- _Source text_:
All of those must comply with the restrictions imposed in Bill 13, the government’s Regulated Professions Neutrality Act (RPNA), which was introduced in late November. It states that regulators can’t require “cultural competency, unconscious bias, or diversity, equity and inclusion training.”

The law society declined an interview request, citing a need to review the new legislation to “fully understand” what it means for the group and Alberta’s legal profession.

Neil Singh, press secretary for the Advanced Education Ministry, wrote in a statement that if passed, the government expects all professional regulatory bodies to comply with the act.

“If a regulator is not faithfully adhering to the RPNA, a regulated professional may raise concern with the regulator and, if necessary, seek judicial review of a regulator’s decision,” reads the statement.

Singh also referenced psychologist Jordan Peterson, who was sanctioned in 2022 by the College of Psychologists of Ontario for statements he made online. 

“This and similar incidents became a catalyst, confirming the need for clear legislative boundaries that protect free expression while preserving professional standards,” he said.

It’s not the first time The Path has been challenged.

In 2023, 50 of the province’s 11,100 lawyers petitioned the law society to remove a rule that allowed the regulator to mandate legal education.

Glenn Blackett, a Calgary-based lawyer with the Justice Centre for Constitutional Freedoms, wrote a blog post at the time, calling the course “re-education, or indoctrination, into a particular brand of wokeness called ‘decolonization.'”

The law society held a “special meeting” around that petition, and more than 3,400 lawyers logged in. It resulted in a vote of 864 for and 2,609 against removing the power for the regulator to mandate continuing education.

One of the lawyers involved, Roger Song, sought a judicial review, which was dismissed by a judge in September.

Song previously told CBC News that he thought the government’s Bill 13, the Regulated Professions Neutrality Act, didn’t go far enough when it came to prohibiting mandatory training like The Path.

“Generally speaking, the legislation does not seem to prohibit wokeness or other political agendas which is tragic because wokeness creates uncertainty in Canadian law about land ownership and promotes racial segregation,” Song wrote in an email on Nov. 24.

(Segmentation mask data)

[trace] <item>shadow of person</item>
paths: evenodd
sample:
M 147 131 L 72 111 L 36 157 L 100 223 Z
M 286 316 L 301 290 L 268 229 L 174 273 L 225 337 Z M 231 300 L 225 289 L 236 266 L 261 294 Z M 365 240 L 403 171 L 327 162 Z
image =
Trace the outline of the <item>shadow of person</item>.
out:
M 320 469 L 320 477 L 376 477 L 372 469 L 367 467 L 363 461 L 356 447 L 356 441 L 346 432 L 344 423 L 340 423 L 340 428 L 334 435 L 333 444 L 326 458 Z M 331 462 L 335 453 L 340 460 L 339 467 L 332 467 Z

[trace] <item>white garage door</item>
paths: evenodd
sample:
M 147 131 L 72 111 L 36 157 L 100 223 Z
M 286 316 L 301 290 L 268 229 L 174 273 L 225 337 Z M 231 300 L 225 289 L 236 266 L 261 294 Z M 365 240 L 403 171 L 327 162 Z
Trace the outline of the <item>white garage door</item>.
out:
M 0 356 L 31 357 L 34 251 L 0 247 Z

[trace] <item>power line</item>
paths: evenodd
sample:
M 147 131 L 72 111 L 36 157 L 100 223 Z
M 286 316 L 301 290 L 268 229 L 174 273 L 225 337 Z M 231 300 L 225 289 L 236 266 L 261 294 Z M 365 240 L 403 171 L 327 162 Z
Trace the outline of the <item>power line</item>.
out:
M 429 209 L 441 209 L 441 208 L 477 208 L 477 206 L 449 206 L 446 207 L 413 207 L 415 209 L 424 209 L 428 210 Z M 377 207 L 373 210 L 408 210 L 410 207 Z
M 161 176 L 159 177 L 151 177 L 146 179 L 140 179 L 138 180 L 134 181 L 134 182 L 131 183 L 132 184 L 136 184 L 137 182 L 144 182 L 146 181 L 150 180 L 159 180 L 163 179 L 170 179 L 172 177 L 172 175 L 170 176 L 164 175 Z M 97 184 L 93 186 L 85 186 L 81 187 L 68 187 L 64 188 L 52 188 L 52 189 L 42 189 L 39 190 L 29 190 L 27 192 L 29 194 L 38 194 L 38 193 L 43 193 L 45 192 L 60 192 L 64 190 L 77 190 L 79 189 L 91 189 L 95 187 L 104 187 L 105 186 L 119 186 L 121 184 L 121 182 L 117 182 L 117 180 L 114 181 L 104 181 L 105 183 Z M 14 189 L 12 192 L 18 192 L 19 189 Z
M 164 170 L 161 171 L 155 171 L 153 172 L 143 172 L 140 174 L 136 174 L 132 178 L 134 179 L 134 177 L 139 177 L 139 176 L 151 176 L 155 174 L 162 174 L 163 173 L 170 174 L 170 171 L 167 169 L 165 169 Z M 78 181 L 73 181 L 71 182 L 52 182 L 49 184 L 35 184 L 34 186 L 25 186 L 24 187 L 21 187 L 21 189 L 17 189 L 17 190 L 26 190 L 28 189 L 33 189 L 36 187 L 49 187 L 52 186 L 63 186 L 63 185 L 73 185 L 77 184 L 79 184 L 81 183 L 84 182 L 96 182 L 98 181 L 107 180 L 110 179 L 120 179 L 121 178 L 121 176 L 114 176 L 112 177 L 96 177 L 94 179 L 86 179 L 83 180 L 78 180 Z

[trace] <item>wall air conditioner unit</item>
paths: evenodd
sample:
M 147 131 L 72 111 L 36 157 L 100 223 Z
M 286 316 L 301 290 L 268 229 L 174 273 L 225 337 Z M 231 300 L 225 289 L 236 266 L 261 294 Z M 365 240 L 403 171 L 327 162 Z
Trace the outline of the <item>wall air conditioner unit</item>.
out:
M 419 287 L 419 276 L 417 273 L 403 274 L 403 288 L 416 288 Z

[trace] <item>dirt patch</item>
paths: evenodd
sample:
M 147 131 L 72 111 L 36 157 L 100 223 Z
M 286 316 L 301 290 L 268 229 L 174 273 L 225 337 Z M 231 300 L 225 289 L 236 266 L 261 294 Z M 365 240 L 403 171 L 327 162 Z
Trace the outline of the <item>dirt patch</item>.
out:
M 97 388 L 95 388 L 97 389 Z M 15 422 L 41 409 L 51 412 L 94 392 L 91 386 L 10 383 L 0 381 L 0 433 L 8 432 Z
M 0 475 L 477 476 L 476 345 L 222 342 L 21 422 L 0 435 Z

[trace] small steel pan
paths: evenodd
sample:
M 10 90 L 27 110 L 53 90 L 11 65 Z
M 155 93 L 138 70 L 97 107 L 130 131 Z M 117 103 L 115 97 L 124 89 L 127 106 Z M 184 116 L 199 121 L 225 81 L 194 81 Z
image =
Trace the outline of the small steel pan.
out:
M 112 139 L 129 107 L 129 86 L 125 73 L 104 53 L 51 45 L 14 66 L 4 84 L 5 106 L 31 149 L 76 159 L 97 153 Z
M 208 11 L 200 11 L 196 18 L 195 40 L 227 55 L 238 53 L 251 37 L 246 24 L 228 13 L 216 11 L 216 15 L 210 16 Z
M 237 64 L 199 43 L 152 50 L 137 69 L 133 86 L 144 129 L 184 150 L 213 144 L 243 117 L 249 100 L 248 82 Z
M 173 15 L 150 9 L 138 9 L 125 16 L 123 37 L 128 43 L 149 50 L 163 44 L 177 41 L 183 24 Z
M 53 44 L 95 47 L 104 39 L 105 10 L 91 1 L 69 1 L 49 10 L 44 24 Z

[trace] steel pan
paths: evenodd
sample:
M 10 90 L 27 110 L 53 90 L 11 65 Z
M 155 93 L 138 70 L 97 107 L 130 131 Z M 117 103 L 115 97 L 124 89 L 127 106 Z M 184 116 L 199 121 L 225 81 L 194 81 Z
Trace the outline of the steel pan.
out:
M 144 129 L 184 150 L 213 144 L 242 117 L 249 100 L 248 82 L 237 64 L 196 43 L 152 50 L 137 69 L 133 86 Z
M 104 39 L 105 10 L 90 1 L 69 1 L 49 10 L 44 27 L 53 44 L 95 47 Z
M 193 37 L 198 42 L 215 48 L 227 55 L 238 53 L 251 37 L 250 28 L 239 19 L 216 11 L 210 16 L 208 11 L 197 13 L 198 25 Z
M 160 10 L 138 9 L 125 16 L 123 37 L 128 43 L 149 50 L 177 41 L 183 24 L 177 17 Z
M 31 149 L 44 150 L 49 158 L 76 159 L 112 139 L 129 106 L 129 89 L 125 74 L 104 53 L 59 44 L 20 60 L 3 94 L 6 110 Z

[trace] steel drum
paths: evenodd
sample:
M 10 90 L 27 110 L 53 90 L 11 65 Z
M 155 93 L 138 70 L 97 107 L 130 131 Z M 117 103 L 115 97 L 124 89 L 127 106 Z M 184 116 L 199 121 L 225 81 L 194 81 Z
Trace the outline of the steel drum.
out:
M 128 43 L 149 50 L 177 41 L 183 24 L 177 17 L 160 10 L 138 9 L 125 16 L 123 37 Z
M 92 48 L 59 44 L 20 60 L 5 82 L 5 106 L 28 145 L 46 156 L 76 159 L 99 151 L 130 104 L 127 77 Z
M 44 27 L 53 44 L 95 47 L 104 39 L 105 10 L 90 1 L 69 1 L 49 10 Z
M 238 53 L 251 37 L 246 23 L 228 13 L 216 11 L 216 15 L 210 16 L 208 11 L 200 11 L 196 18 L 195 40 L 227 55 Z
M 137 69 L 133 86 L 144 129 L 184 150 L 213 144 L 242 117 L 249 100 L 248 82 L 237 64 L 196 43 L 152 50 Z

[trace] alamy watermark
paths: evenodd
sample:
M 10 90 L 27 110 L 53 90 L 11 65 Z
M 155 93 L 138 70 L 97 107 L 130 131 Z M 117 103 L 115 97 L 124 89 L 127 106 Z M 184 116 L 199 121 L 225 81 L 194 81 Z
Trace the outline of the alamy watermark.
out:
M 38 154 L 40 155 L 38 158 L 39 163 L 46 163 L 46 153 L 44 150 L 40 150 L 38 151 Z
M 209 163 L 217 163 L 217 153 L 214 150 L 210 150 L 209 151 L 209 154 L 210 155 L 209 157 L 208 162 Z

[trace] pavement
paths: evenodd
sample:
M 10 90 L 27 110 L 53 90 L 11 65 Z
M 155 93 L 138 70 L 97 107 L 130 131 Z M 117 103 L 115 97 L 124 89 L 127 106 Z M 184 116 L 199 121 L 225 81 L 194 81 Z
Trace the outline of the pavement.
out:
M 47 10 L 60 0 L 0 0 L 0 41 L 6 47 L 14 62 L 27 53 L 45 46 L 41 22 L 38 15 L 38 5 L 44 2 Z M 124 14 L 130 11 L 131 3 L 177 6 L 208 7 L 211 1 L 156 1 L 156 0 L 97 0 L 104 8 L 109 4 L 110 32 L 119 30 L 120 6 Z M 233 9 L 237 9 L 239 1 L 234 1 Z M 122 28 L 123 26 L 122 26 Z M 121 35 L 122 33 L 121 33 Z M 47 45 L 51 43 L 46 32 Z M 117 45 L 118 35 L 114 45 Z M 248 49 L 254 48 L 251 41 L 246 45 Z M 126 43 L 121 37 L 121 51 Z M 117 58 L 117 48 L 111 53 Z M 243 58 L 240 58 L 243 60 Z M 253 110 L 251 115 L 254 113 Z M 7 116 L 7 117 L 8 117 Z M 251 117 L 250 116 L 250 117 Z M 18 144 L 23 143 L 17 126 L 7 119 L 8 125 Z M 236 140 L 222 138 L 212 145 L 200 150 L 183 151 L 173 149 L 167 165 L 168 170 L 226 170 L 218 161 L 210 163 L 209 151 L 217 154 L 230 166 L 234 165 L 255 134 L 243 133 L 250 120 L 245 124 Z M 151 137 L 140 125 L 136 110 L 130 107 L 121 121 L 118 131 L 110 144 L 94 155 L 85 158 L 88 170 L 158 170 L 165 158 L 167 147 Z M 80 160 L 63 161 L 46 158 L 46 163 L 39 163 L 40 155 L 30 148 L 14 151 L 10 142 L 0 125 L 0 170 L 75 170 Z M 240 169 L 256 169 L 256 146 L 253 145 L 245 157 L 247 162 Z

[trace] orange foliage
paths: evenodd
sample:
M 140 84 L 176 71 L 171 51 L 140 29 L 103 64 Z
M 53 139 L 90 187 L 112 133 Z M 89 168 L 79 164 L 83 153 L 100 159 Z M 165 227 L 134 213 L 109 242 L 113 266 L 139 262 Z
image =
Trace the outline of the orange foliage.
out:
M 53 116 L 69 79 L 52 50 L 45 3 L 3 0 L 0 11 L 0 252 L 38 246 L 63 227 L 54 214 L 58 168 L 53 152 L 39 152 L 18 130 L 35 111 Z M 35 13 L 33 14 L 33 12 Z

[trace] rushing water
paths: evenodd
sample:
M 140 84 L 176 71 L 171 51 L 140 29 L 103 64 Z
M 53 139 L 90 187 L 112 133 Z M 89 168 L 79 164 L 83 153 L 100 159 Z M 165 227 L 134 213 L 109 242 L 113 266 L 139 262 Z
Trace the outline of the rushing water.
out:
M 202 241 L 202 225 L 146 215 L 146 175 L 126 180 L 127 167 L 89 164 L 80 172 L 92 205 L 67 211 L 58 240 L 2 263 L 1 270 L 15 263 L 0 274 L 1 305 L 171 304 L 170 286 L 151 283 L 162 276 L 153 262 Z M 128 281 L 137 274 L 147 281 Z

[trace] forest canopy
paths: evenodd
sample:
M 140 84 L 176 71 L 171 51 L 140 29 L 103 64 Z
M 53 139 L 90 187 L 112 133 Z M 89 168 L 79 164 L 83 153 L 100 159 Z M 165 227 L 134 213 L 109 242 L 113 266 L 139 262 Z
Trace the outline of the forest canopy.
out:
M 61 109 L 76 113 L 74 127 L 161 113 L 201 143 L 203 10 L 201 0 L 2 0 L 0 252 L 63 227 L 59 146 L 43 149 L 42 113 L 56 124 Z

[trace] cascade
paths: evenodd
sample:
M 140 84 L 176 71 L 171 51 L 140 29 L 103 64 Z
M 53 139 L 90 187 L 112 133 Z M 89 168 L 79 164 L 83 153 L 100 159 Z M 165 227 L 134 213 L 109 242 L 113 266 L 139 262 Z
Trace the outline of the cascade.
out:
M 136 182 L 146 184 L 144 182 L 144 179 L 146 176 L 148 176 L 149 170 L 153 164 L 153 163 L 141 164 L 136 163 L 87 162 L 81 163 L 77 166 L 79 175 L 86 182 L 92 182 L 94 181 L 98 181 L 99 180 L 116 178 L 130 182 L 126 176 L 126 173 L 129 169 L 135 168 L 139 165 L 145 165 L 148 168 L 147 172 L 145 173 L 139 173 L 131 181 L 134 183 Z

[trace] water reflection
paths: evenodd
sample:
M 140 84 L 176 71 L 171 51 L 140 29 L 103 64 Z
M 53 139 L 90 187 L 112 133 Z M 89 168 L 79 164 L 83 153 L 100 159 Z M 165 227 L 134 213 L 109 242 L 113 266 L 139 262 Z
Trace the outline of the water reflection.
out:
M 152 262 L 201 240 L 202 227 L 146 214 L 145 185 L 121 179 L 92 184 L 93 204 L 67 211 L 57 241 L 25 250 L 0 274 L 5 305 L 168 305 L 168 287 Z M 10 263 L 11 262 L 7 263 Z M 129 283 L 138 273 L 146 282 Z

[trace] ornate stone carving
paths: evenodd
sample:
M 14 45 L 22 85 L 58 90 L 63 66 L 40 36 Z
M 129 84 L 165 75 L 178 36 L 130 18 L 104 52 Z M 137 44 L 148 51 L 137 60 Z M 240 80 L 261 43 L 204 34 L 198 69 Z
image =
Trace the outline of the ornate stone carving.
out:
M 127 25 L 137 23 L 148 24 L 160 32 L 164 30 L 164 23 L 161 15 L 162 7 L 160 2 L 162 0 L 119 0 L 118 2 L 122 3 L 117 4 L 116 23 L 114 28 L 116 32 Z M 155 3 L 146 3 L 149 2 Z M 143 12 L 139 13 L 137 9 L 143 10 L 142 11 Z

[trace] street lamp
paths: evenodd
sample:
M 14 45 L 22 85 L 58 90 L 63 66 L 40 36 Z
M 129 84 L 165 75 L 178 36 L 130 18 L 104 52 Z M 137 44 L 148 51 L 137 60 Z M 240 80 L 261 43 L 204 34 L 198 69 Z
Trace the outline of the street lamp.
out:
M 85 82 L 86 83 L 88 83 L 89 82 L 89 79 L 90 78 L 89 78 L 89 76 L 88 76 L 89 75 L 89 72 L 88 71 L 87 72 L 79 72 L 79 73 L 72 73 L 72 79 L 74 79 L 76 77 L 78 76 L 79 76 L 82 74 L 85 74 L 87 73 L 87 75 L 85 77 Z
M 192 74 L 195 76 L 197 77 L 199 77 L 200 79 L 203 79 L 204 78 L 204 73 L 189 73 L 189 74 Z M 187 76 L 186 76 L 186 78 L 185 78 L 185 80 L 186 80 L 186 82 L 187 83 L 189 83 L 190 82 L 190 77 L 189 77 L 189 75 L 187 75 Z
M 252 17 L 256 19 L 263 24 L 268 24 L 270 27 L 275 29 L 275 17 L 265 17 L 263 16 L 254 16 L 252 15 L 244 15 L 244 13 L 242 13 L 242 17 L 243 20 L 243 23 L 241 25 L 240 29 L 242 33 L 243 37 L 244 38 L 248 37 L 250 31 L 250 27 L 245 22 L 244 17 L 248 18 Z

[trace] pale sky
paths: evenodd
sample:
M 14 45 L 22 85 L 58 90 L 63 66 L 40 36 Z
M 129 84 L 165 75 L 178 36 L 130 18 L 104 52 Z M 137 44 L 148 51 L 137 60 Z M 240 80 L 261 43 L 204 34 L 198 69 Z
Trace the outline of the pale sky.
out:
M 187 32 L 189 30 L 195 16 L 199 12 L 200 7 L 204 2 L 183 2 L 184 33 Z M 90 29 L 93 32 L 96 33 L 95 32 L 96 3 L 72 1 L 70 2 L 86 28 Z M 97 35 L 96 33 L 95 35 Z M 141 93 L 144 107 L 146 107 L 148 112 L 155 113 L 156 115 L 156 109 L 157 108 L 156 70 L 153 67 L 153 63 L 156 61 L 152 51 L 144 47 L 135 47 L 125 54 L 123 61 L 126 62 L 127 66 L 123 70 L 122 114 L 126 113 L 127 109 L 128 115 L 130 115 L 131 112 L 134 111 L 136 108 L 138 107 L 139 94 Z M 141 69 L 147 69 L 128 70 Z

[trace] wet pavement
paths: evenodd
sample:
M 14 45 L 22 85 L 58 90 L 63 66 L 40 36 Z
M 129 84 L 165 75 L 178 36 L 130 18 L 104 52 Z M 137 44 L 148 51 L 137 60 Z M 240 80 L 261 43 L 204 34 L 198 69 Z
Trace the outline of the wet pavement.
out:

- _Description of the task_:
Output the passage of the Bill 13 article from "Singh also referenced" to "mandate legal education.", copied word for word.

- _Expected answer_:
Singh also referenced psychologist Jordan Peterson, who was sanctioned in 2022 by the College of Psychologists of Ontario for statements he made online. 

“This and similar incidents became a catalyst, confirming the need for clear legislative boundaries that protect free expression while preserving professional standards,” he said.

It’s not the first time The Path has been challenged.

In 2023, 50 of the province’s 11,100 lawyers petitioned the law society to remove a rule that allowed the regulator to mandate legal education.